Copy the lines below word for word, from the line that contains "the yellow trim." through the line that contains "x=230 y=639", including both of those lines.

Image object location entries
----------

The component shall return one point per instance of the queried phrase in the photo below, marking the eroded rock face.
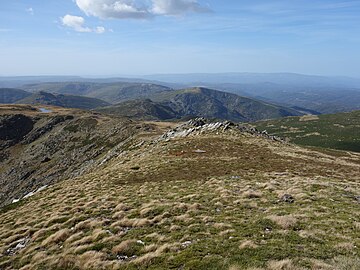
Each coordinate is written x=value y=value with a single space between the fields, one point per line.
x=39 y=150
x=13 y=128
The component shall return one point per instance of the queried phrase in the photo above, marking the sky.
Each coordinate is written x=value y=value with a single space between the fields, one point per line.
x=138 y=37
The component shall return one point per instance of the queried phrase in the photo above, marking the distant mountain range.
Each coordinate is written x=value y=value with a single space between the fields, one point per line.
x=315 y=94
x=43 y=98
x=109 y=92
x=335 y=131
x=199 y=101
x=152 y=102
x=11 y=95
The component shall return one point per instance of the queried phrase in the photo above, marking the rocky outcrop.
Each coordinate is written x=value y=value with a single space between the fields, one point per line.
x=13 y=128
x=202 y=125
x=40 y=149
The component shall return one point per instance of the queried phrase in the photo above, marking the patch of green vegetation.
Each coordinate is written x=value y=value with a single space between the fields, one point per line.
x=336 y=131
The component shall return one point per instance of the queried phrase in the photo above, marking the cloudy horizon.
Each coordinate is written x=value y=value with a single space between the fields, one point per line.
x=138 y=37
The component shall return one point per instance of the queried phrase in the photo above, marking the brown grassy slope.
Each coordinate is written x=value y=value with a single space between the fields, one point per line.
x=160 y=205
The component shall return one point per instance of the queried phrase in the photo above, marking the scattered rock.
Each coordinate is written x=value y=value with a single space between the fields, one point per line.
x=46 y=159
x=287 y=198
x=125 y=258
x=186 y=244
x=198 y=151
x=201 y=125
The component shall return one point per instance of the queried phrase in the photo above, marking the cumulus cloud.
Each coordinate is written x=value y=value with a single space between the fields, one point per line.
x=77 y=24
x=176 y=7
x=30 y=11
x=114 y=9
x=138 y=9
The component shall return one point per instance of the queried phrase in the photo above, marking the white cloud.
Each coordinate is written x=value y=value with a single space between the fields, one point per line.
x=99 y=30
x=30 y=11
x=114 y=9
x=138 y=9
x=176 y=7
x=77 y=24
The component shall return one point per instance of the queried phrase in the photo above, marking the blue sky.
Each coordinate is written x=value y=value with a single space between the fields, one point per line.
x=135 y=37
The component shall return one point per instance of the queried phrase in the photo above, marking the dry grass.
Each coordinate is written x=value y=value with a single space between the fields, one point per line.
x=285 y=222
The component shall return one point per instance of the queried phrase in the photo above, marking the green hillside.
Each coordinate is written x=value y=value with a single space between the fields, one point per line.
x=336 y=131
x=140 y=109
x=210 y=103
x=66 y=101
x=109 y=92
x=10 y=95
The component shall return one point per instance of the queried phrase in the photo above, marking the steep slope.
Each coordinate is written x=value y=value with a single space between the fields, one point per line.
x=109 y=92
x=66 y=101
x=215 y=104
x=140 y=109
x=11 y=95
x=337 y=131
x=201 y=196
x=39 y=149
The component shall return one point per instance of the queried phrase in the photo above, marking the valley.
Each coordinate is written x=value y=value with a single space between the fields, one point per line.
x=193 y=195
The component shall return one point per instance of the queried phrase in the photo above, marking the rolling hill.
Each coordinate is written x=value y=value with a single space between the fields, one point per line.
x=66 y=101
x=336 y=131
x=194 y=195
x=110 y=92
x=11 y=95
x=141 y=109
x=200 y=102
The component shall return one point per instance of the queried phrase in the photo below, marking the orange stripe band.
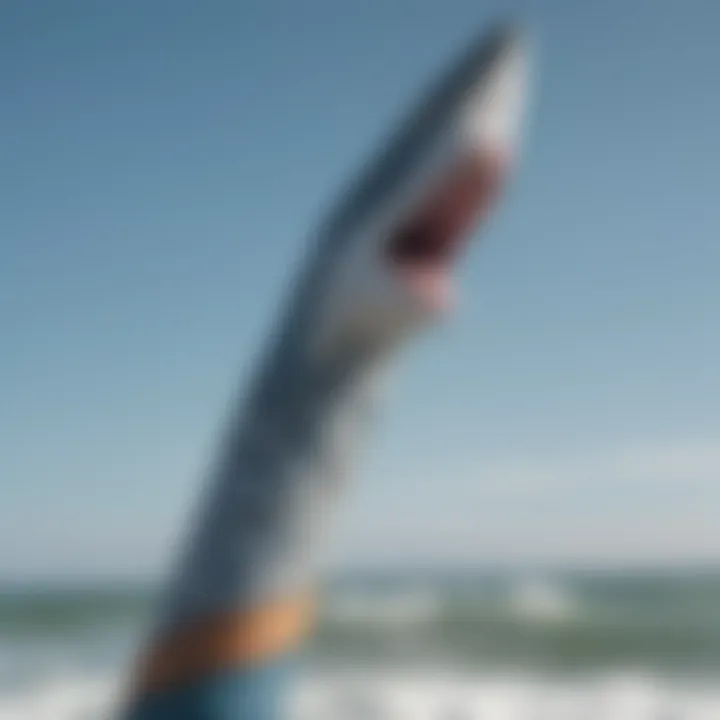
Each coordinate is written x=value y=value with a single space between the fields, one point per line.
x=232 y=639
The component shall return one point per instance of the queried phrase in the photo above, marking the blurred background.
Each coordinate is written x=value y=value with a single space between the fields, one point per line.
x=536 y=527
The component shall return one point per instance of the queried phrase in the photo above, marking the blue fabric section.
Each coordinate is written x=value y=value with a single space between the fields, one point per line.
x=255 y=693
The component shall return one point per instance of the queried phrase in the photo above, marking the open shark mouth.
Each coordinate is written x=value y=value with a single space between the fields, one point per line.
x=424 y=247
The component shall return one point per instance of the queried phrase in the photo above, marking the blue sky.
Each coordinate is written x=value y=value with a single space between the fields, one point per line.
x=162 y=164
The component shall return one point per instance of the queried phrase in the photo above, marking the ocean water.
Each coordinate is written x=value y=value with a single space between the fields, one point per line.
x=503 y=646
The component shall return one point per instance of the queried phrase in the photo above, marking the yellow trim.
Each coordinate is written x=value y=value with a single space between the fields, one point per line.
x=230 y=639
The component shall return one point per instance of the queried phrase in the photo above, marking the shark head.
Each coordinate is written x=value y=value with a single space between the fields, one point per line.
x=384 y=266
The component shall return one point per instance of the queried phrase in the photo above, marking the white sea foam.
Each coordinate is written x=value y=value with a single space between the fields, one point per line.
x=415 y=696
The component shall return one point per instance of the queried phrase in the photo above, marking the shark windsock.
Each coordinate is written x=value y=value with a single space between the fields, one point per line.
x=241 y=598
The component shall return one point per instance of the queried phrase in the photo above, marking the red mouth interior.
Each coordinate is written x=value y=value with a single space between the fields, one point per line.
x=425 y=246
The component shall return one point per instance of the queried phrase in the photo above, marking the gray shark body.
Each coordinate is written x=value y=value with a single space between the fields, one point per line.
x=364 y=290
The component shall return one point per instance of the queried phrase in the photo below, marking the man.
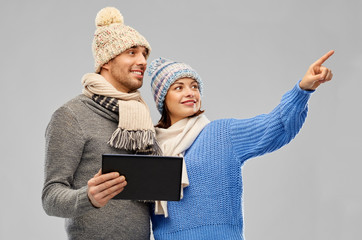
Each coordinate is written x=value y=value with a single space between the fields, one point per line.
x=109 y=117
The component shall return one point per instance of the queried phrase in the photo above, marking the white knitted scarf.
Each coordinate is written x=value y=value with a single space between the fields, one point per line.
x=135 y=130
x=174 y=141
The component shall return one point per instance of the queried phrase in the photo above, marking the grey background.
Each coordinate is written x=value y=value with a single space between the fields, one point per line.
x=248 y=53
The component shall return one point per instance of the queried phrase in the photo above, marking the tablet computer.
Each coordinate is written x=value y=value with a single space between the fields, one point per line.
x=148 y=177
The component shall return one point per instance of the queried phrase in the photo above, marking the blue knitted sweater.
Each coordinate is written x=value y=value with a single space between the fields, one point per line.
x=212 y=205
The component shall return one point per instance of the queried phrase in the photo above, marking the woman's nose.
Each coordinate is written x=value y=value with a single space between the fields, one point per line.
x=190 y=92
x=141 y=60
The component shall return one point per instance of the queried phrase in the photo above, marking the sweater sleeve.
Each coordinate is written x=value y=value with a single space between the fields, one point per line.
x=269 y=132
x=63 y=152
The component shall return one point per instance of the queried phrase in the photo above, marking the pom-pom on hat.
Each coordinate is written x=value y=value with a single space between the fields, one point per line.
x=112 y=37
x=164 y=73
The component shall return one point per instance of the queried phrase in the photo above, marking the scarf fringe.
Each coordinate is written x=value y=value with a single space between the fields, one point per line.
x=135 y=140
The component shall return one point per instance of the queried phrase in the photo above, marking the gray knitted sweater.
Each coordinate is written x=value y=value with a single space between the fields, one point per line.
x=76 y=138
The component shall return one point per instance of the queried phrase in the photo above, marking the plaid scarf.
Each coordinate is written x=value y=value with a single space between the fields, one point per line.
x=135 y=130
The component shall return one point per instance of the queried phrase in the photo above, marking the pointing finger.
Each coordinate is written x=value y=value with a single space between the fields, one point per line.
x=320 y=61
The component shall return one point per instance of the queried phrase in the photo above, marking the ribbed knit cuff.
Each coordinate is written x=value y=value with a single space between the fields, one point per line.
x=83 y=203
x=214 y=231
x=298 y=95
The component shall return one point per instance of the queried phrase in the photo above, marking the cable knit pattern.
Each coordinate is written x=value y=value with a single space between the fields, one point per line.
x=212 y=204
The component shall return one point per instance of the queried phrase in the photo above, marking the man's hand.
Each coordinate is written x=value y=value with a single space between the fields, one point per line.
x=317 y=74
x=103 y=187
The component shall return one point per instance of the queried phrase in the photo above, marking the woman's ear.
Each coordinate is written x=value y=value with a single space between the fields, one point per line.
x=106 y=66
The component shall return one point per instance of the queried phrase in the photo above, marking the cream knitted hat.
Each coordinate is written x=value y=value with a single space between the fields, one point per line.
x=112 y=37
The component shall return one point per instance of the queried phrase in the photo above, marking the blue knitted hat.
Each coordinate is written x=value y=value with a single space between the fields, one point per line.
x=164 y=73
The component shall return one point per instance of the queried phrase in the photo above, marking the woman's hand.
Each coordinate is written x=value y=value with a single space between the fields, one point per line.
x=317 y=74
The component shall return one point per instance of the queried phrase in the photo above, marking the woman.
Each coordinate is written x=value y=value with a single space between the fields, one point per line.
x=211 y=207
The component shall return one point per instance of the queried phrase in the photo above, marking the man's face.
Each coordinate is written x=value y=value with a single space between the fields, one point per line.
x=127 y=69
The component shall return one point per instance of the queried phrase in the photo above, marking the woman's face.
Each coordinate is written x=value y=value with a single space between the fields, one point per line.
x=183 y=99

----------

THE COMPLETED TASK
The component shall return one point per instance of the queried phrase in the photo above, marking the yellow trim.
Each coordinate is written x=value y=value with a single space between the fields, one point per line.
x=230 y=639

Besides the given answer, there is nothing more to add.